____ Extracted records
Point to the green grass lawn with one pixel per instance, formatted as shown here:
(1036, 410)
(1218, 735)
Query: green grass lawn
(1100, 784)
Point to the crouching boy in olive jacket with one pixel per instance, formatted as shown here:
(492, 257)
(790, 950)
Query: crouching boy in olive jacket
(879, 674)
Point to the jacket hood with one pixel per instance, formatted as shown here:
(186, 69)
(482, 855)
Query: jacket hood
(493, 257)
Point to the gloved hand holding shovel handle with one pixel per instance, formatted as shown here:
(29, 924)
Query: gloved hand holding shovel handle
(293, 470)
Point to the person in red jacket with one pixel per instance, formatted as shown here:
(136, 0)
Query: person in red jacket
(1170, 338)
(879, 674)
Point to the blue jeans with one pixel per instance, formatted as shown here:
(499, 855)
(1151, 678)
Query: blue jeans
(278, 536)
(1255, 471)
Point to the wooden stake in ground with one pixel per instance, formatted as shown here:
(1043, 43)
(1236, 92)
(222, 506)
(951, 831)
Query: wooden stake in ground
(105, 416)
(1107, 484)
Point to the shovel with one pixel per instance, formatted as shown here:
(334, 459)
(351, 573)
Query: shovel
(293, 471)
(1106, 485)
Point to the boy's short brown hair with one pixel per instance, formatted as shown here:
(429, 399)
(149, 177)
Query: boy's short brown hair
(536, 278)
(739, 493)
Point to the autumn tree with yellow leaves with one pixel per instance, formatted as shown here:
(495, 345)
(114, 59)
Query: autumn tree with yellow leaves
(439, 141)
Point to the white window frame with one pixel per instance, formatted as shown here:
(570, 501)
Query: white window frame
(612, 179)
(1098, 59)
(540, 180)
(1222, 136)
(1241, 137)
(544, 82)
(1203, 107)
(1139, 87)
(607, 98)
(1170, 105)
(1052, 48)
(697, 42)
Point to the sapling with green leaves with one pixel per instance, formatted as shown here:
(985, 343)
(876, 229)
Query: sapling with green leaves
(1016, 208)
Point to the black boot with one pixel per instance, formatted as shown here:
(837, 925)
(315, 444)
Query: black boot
________
Your answer must be a copy of every line in the data above that holds the string "boot".

## Result of this task:
Point to the black boot with one pixel per instance, formatted as shown here:
Query: black boot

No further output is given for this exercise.